Hygrophoropsis aurantiaca is a widely distributed species. In Europe and North America, it is found in both hardwood and conifer forests, as well as heathland, in summer and autumn. In North America, it can be found from July–October to the east and September–January on the West Coast. It can be found in Central and South America, and Mexico, where it is common in coniferous forests. It has also been recorded in northern Asia, Australia and New Zealand. Populations in California represent a complex of undescribed species that are collectively referred to as Hygrophoropsis aurantiaca sensu lato.

It fruits from the ground or from decaying wood, on burned areas in forests, and is often found near fallen trees and tree stumps. The fungus can also grow on woodchips used in gardening and landscaping, and so it also appears on roadsides and other locations where this material is used. Fruit bodies occur singly to scattered, or in clusters, and can be very abundant. Generally considered a dry weather mushroom, it can be plentiful when other mushrooms are scarce.

== Ecology ==
A saprophytic fungus, H. aurantiaca obtains nutrients from forest litter and decomposing wood, causing a brown rot on the wood upon which it grows.

H. aurantiaca secretes large amounts of oxalic acid, a reducing agent and relatively strong acid. This stimulates weathering of the humus layer of forest soil, and influences the solubility and turnover of nutrients (particularly phosphorus and nitrogen), which in turn affects their availability for use by forest trees.

==Edibility==
The false chanterelle is considered poisonous and may cause serious digestive problems. Among other toxins, it contains high levels of the sugar alcohol arabitol. The mushroom was sometimes described as edible (though not tasty) until 1999. Fries described it as venenatus, meaning "poisonous", in 1821. Considering the species potentially edible, David Arora speculated that it may have been confused with similar-looking but definitely poisonous species of Omphalotus. Italian mycologist Nicola Sitta has reported that the one attributed case of poisoning he knew of could be attributed to an idiosyncratic reaction as only one of three people eating it got symptoms and concludes that it is harmless. It is eaten in Spain and France, and can legally be sold in France and Belgium. It is not recommended in Italy due to its similarity to poisonous species. It is eaten, though not highly regarded, by the Zapotec people of Ixtlán de Juárez in Oaxaca. The Tepehuán people of northwestern Mexico also occasionally eat the mushroom, which they refer to in their native language as guin'xacan ("delightful") or kia's gio ("iguana lard"); there, it is commonly prepared by roasting over charcoal, or boiling and garnishing with cheese.
══════
Your tasks:
1/ In the false chanterelle passage, which sugar alcohol does the mushroom contain at high levels?
2/ Please summarize the false chanterelle passage in two sentences.

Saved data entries
══════
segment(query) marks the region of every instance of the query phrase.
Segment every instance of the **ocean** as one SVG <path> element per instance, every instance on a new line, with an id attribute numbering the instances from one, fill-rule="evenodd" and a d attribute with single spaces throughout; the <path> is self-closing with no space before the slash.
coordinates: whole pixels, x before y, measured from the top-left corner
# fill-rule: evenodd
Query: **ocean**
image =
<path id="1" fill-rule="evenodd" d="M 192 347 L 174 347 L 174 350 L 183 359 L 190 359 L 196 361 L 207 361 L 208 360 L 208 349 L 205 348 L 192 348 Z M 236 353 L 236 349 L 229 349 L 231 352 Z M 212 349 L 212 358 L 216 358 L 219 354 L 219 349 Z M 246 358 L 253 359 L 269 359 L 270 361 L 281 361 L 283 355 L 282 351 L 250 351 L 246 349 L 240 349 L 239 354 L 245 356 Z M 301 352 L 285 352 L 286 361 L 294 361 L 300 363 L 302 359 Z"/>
══════
Numbered responses:
1/ Arabitol.

2/ Hygrophoropsis aurantiaca is a widely distributed saprophytic fungus that fruits from the ground or from decaying wood, including garden woodchips, and causes a brown rot on the wood it grows on. It is considered poisonous and may cause serious digestive problems, yet it is eaten in Spain and France and by some people in Mexico.